──────── Exercise passage ────────

According to a study released by the Anti-Defamation League (ADL) on Wednesday, 61 percent of Americans believe at least one anti-Semitic stereotype.

The survey, conducted from Oct. 12-16, 2019, among 800 American 18 and older, asked respondents if they agreed with 11 statements containing anti-Semitic stereotypes, such as “Jews are more loyal to America” and “Jews have too much power in the business world.” Sixty-one percent said they agreed with at least one of the 11 statements; 39 percent said they agreed with at least two statements; and 11 percent agreed with six or more.

The most prevalent stereotype was “Jews stick together more than most Americans” (44 percent), followed by “Jews like to be at the head of things” (25 percent) and “Jews are more loyal to Israel than to America” (24 percent).

The statements have been used as benchmarks for the ADL’s survey since 1964. At that time, 29 percent believed in six or more of the 11 statements. In 2015, that number was 14.

“While the decline [in anti-Semitic beliefs] over the past 55 years should be celebrated, the current share still translates to more than 28 million Americans,” the ADL wrote in its analysis. “In recent years, there has been a surge of anti-Semitic incidents, including violent crimes, even as overall anti-Semitic attitudes remain low. It is a stark reminder that it only takes a small number committing violence to create an epidemic.”

Outside of the 11 statements, the ADL also found that 27 percent of American adults believe that Jews killed Jesus, 19 percent believe that Jews discuss the Holocaust too much, and 17 percent believe that Jews mainly control Hollywood.

────────

* **Exercise set**:
1. According to the survey report, which stereotype was the most prevalent, and what share of respondents agreed with it?
2. Reproduce word for word the section of the survey report that opens with the words containing "The statements have" and closes with "mainly control Hollywood.".

──────── Provided material ────────

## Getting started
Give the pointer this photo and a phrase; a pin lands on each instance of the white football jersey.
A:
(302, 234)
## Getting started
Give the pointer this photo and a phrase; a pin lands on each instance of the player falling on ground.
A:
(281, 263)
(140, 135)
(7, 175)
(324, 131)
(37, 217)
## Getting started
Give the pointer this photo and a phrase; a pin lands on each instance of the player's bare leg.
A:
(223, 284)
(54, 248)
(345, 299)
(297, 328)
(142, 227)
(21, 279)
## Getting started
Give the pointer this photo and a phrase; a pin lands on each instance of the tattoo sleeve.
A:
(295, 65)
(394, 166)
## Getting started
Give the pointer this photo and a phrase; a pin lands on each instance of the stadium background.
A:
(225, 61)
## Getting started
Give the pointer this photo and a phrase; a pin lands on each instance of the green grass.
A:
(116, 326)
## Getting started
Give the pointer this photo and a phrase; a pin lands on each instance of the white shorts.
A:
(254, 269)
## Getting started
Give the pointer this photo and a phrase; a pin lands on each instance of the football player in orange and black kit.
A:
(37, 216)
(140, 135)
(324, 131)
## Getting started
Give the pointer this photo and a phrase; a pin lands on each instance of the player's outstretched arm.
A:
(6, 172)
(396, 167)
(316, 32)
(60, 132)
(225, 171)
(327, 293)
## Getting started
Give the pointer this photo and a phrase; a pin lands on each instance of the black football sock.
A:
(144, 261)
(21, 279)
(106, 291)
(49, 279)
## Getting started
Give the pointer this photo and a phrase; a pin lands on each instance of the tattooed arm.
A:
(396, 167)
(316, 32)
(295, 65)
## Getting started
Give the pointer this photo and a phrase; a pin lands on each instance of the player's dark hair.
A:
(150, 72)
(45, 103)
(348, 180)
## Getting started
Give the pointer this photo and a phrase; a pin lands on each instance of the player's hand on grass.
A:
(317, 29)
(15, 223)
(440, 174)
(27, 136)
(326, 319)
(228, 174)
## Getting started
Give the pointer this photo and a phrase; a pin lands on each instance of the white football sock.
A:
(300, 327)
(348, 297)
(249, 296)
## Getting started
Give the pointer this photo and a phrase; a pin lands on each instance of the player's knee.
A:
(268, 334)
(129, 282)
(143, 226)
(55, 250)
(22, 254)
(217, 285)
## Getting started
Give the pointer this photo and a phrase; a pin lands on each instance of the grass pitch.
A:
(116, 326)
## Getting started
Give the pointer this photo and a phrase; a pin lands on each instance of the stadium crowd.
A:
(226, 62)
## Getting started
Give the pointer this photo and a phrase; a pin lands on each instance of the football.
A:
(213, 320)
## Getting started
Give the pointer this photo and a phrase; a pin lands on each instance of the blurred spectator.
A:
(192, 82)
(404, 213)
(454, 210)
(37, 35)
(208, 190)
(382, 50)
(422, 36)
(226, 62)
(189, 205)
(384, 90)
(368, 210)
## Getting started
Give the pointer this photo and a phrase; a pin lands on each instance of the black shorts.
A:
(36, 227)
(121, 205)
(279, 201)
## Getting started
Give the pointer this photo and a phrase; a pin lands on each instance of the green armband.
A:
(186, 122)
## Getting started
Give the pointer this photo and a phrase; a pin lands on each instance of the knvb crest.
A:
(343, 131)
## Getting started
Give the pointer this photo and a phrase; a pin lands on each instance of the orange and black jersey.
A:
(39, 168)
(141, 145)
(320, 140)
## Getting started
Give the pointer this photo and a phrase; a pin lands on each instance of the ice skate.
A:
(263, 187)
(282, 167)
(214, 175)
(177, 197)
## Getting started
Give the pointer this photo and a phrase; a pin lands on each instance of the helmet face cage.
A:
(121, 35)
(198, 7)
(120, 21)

────────
──────── Provided material ────────

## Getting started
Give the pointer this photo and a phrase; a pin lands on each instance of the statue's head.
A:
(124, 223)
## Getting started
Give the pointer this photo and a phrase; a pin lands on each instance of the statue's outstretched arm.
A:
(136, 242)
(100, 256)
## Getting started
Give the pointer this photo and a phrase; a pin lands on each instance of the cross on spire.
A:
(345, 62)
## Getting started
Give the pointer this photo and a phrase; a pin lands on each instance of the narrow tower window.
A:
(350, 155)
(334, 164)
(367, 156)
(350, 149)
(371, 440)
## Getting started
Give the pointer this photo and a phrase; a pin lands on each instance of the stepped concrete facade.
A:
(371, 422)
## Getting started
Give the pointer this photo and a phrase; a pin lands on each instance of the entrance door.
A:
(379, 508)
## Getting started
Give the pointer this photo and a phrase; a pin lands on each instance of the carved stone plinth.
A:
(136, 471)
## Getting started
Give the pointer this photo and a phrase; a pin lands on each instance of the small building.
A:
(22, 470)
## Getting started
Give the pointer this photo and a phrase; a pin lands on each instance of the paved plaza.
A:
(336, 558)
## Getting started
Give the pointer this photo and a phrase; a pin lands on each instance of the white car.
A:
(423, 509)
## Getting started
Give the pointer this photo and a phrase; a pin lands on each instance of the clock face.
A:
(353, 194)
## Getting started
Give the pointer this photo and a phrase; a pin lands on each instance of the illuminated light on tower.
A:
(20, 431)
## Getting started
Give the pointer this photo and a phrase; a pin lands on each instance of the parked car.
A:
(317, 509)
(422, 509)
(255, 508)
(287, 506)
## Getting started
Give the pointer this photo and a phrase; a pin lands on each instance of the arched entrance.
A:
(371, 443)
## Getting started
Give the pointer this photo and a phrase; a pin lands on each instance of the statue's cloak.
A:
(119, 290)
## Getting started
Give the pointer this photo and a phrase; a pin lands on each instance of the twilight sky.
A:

────────
──────── Provided material ────────

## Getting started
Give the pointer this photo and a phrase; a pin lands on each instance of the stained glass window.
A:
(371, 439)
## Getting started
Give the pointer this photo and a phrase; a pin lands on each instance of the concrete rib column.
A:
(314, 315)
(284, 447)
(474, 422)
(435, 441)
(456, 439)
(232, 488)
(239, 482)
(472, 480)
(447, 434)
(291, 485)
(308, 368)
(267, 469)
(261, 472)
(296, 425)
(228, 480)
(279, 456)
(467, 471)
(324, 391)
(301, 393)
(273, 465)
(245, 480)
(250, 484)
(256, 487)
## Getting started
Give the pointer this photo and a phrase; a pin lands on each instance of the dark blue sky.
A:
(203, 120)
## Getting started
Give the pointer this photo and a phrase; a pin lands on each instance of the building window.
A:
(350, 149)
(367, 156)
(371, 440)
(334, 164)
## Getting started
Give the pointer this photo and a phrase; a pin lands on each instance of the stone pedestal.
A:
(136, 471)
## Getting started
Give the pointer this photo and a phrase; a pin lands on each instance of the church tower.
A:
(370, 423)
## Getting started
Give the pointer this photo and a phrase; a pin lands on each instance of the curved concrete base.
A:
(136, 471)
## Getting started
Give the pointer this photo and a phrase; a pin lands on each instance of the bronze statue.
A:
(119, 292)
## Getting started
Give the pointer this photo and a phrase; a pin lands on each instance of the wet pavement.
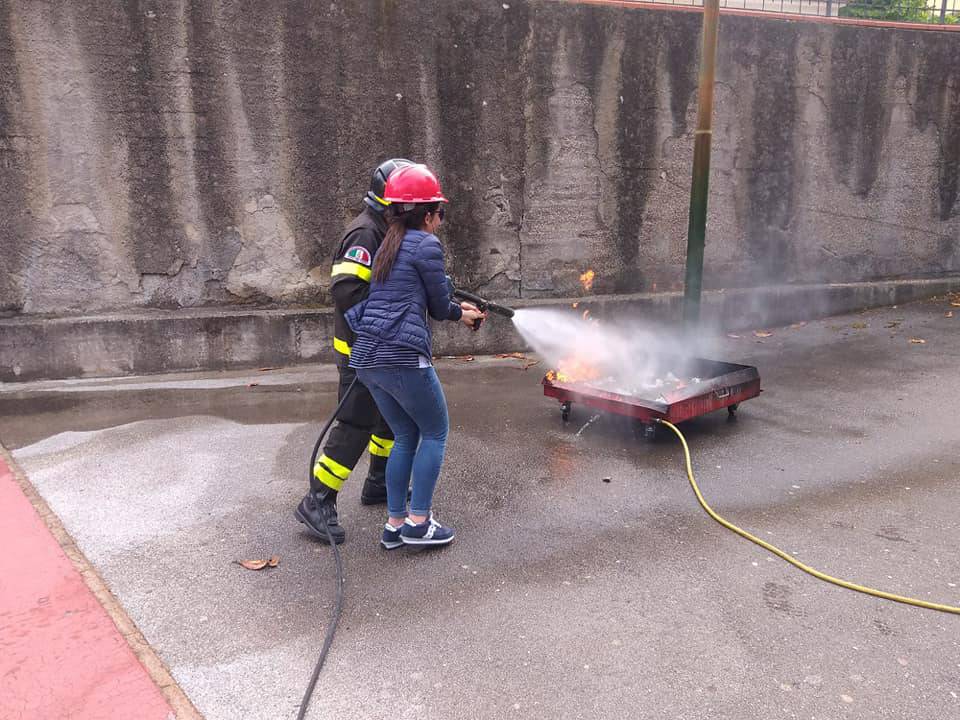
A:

────────

* **Responses by item number**:
1. “Jews stick together more than most Americans,” at 44 percent.

2.
The statements have been used as benchmarks for the ADL’s survey since 1964. At that time, 29 percent believed in six or more of the 11 statements. In 2015, that number was 14.

“While the decline [in anti-Semitic beliefs] over the past 55 years should be celebrated, the current share still translates to more than 28 million Americans,” the ADL wrote in its analysis. “In recent years, there has been a surge of anti-Semitic incidents, including violent crimes, even as overall anti-Semitic attitudes remain low. It is a stark reminder that it only takes a small number committing violence to create an epidemic.”

Outside of the 11 statements, the ADL also found that 27 percent of American adults believe that Jews killed Jesus, 19 percent believe that Jews discuss the Holocaust too much, and 17 percent believe that Jews mainly control Hollywood.